## Your instructions
Please quote word for word everything in the listing below, from the line containing "Annotate white isolated background." down to the line containing "[402, 5, 595, 198]", including both of those lines.

## Given records

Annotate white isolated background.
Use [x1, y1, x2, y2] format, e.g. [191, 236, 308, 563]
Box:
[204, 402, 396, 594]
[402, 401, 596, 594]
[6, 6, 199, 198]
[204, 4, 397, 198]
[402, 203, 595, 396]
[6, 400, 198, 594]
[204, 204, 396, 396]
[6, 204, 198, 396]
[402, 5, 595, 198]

--

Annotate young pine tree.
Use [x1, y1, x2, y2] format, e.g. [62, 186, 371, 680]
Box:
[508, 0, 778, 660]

## Result of the exercise
Annotate white isolated background.
Use [x1, y1, x2, y2] format, e.g. [191, 236, 308, 563]
Box:
[204, 402, 396, 594]
[402, 401, 596, 594]
[6, 6, 199, 198]
[204, 4, 397, 198]
[402, 203, 595, 396]
[6, 400, 198, 594]
[204, 204, 396, 396]
[6, 204, 198, 396]
[402, 5, 595, 198]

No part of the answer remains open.